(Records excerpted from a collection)
+---+

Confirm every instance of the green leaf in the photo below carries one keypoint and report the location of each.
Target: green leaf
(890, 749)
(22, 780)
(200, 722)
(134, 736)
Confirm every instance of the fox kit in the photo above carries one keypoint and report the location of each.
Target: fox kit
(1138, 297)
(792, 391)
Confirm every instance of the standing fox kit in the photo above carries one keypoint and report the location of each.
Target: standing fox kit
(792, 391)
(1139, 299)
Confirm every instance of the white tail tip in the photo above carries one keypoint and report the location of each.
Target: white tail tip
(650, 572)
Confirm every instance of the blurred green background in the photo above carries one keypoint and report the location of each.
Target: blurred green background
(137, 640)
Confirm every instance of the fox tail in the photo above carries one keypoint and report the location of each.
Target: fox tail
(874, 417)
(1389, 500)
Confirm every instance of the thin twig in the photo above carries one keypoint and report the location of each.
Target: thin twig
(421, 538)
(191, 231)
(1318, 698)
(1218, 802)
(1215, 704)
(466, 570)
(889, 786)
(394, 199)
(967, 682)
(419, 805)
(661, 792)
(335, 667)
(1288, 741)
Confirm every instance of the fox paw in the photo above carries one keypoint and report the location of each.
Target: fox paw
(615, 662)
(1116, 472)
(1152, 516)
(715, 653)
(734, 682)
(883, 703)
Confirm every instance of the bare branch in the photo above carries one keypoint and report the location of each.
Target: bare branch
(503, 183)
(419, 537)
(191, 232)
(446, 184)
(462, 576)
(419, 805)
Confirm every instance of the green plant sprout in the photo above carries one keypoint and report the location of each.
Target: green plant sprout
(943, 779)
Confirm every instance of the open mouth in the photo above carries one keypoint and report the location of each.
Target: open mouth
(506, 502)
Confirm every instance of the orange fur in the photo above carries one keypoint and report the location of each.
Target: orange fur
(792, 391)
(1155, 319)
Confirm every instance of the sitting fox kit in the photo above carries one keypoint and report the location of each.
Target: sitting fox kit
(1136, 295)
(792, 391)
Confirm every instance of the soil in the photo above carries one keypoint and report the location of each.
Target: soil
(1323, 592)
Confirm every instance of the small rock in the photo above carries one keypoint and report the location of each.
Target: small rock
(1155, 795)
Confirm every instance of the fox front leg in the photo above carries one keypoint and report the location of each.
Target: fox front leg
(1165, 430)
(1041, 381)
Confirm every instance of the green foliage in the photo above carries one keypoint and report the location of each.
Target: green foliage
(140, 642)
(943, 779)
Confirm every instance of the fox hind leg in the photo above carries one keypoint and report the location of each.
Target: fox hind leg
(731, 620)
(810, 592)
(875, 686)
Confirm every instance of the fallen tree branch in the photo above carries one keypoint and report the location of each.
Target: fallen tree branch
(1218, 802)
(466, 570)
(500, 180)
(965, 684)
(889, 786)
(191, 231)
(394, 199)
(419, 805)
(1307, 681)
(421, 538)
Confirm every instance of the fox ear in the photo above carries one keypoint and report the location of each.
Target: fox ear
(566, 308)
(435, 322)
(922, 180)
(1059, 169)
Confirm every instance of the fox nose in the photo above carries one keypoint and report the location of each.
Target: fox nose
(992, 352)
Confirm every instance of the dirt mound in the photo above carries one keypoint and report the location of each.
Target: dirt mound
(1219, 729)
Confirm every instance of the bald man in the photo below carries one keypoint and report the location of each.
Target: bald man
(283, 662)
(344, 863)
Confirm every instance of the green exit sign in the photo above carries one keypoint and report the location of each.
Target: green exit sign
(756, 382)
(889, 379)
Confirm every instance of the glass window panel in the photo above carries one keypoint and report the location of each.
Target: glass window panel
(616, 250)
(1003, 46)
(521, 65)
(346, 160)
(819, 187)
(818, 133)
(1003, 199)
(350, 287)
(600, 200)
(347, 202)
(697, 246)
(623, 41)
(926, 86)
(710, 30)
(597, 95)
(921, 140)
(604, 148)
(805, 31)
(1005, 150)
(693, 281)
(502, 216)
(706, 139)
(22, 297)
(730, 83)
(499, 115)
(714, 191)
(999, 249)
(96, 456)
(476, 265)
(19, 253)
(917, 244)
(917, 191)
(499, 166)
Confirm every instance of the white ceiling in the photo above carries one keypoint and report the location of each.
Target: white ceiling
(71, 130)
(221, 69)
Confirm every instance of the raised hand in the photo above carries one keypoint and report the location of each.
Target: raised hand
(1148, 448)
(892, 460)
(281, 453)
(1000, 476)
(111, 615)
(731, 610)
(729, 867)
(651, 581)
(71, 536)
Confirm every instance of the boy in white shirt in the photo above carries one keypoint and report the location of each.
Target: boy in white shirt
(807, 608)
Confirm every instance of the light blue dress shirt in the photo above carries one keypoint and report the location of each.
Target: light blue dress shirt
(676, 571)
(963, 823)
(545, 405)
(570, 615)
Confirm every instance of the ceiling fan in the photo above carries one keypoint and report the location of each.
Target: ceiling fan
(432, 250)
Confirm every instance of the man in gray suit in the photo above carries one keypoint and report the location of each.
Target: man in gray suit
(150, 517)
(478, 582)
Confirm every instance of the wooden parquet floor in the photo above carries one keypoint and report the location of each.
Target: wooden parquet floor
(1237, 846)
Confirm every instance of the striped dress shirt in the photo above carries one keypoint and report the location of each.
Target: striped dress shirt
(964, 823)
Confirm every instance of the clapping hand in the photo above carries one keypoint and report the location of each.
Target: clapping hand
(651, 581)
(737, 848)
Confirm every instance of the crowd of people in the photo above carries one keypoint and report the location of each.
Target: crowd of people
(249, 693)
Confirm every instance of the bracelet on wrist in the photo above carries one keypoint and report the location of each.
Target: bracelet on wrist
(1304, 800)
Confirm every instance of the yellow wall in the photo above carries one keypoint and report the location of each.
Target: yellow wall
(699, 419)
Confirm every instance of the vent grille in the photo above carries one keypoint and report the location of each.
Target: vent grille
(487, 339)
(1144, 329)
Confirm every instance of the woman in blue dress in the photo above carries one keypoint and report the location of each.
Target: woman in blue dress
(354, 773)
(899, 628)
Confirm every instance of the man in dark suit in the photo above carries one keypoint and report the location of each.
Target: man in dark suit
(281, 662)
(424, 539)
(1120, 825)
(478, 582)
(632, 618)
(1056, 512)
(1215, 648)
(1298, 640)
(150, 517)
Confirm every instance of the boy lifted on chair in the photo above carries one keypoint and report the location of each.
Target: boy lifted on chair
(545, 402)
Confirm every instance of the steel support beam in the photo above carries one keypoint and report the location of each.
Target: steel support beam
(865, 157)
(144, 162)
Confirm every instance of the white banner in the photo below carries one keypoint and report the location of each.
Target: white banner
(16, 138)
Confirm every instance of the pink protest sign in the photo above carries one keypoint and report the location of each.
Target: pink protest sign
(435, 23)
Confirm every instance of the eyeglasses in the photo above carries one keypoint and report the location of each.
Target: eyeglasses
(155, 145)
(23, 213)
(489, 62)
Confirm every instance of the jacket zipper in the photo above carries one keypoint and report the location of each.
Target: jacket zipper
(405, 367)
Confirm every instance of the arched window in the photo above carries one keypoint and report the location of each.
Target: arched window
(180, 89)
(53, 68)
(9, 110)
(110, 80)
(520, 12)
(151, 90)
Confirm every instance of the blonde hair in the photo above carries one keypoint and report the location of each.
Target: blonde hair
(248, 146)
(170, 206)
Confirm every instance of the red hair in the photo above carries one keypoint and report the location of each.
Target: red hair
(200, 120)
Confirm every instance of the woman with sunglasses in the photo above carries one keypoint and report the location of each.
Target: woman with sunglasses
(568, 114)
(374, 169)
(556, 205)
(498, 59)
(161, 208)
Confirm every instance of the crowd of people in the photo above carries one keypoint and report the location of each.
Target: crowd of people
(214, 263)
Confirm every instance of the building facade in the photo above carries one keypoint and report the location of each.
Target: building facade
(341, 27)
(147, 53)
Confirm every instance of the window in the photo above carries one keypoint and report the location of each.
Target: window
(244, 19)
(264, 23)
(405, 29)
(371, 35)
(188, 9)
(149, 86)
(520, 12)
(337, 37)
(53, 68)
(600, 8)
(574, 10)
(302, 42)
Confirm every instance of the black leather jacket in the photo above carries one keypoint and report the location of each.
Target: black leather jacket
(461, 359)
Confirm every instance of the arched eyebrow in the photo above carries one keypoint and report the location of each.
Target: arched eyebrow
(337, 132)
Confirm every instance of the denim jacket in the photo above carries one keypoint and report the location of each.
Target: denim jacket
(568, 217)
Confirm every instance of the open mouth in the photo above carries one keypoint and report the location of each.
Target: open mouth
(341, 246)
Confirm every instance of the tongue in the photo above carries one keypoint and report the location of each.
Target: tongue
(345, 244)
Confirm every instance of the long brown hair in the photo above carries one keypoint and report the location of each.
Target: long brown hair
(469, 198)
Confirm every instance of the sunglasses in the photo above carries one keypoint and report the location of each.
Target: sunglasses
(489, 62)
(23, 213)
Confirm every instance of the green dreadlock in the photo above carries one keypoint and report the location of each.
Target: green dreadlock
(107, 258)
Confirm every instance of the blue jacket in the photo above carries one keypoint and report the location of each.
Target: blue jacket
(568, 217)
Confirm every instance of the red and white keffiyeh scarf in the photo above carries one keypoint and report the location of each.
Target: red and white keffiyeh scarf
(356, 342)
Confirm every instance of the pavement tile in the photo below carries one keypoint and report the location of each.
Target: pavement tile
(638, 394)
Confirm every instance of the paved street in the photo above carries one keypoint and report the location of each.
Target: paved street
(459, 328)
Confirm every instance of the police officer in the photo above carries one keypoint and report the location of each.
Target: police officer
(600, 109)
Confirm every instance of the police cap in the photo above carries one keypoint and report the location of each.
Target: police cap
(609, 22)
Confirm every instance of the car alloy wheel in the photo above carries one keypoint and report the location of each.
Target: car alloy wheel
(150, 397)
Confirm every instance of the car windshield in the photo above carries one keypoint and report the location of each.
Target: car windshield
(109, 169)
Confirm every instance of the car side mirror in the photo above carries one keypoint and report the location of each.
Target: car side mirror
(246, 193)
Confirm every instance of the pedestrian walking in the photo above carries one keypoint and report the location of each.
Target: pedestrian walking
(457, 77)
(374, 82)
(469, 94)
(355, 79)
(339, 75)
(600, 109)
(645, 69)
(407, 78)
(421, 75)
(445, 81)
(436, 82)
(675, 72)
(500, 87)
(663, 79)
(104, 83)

+---+

▸ WHAT TO PRODUCE
Could you copy exactly the lines from the first line of the records above through the line containing "Confirm every instance of the thin", both included, and nothing else?

▸ ANSWER TO THIS TASK
Confirm every instance of the green leaf in the photo below carries one keypoint and report the location of each.
Target: green leaf
(890, 749)
(22, 780)
(200, 722)
(134, 736)
Confirm every instance of the fox kit in the photo above carries one keypoint and report the location of each.
Target: fox kit
(1138, 297)
(792, 391)
Confirm every instance of the standing fox kit in the photo above carries one keypoint and report the location of each.
Target: standing fox kit
(792, 391)
(1139, 299)
Confirm every instance of the white tail tip in the photo above carries one keypoint and report the location of each.
Target: white tail tip
(650, 572)
Confirm every instance of the blurred green background in the photo above carries one keypoint and report the location of each.
Target: blurred green background
(137, 640)
Confirm every instance of the fox tail in the photo above carries one keypoint and report the location of each.
Target: fox tail
(874, 417)
(1389, 500)
Confirm every instance of the thin twig in the photo above carries one keypoint and report the location of each.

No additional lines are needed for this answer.